## [Task to complete]
Pull out each line of the data below that contains the word "open". Case counts, so keep only the lines where the capitalization matches.

## [Data to use]
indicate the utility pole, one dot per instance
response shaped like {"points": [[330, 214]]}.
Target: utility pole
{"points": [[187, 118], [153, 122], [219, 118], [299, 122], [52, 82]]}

* * *

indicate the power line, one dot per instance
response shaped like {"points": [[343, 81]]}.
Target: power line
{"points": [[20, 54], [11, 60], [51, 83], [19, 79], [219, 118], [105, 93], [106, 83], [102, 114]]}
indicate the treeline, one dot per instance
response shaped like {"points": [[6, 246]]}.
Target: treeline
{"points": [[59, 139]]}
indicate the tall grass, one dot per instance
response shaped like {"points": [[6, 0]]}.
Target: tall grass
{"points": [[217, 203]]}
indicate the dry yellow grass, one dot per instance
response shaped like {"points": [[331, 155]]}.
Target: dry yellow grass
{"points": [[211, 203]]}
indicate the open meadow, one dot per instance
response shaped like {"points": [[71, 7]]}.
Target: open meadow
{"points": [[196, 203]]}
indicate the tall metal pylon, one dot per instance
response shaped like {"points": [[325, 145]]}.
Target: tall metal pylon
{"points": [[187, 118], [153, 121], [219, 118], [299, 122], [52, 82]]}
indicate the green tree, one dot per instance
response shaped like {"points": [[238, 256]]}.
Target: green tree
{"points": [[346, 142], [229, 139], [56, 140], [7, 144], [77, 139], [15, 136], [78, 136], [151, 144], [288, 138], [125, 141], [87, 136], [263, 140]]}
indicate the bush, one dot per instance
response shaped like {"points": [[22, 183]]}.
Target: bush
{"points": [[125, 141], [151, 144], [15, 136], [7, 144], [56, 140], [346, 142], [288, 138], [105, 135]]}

## [Result]
indicate the open meadow, one dot per instance
Target: open meadow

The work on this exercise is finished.